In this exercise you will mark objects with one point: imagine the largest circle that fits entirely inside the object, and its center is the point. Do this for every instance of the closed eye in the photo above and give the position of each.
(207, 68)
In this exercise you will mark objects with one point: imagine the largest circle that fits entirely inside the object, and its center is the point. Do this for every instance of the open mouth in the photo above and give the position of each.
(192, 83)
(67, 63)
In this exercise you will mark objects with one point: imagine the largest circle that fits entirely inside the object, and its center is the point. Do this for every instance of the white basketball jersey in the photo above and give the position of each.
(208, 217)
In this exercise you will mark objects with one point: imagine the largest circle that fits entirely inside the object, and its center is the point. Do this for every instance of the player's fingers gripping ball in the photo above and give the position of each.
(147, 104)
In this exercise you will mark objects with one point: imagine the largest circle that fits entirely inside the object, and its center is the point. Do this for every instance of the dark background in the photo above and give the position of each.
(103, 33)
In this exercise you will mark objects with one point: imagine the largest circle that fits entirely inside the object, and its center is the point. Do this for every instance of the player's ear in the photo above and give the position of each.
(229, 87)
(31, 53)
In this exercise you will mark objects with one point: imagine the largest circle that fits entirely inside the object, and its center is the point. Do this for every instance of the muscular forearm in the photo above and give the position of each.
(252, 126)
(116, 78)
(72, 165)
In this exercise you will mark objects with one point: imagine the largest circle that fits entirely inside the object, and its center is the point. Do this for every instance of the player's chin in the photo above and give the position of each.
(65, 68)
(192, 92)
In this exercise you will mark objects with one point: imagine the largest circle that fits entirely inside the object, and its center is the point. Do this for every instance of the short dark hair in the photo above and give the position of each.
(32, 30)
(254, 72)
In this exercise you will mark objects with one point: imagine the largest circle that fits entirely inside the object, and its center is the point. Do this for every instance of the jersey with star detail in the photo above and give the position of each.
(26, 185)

_ _ _ _ _

**DIRECTIVE**
Please copy out every one of the rows above, word for word.

**COMPLETE RESPONSE**
In this exercise you will mark objects with one point: imagine the largest circle that fits entirely inside the object, and its center is the point. Do this for every instance of the closed eye in the photo above and give the position of each.
(207, 68)
In this exercise you will mark objects with one point: imagine the largest circle that fits entirely inside the object, and its center is the point. Do this for every instance of the open mouth in the photo above and give the position of each.
(192, 83)
(67, 63)
In this exercise you will mark objects with one point: imagine the largest circle that fits entirely inside the object, and its center is the point. Do this for every instance of the white basketball jersey in the photo above and give the position of each.
(208, 217)
In this exercise you will mark objects with one point: imagine the largest circle that fits entirely inside the object, and its center is the point. Do this for every instance of the player's fingers gripping ball in the photo above and give the position of each.
(147, 104)
In this exercise you will mark objects with one point: imagine the largest circle that fits entirely inside the object, and its center is the point. Do this for every instance of the dark background in the photo above and give the position of each.
(103, 33)
In this exercise you will mark objects with one point: imagine the largest circle that fits entirely inside the object, and its center is the point. Do this for every instance of the player's ear in the photo above and give the position of each.
(229, 87)
(31, 53)
In this exercise you will mark objects with one point: imagine the largest circle that fits entirely inside the object, and its center is the point. Do this for every instance of the muscular forearm in the photo above and give the position of each.
(252, 126)
(116, 78)
(72, 165)
In this exercise you will mark objects with one point: imagine the largest circle that fits entirely inside the object, and its center is the point. Do this for every instance of the player's chin in the photo above and give the position of each.
(65, 68)
(192, 92)
In this exercise you will mark objects with one point: imagine the largest circle that fits entirely inside the object, and its center is the point. Do this for every instance of the short dark hair in the photo above and give the position of each.
(32, 30)
(254, 72)
In this exercise you will mark objects with one point: imagine the largest circle that fits entirely inside the object, and its center is the point. Do this for every instance of the jersey with star detail in the photo above and give the position of each.
(26, 185)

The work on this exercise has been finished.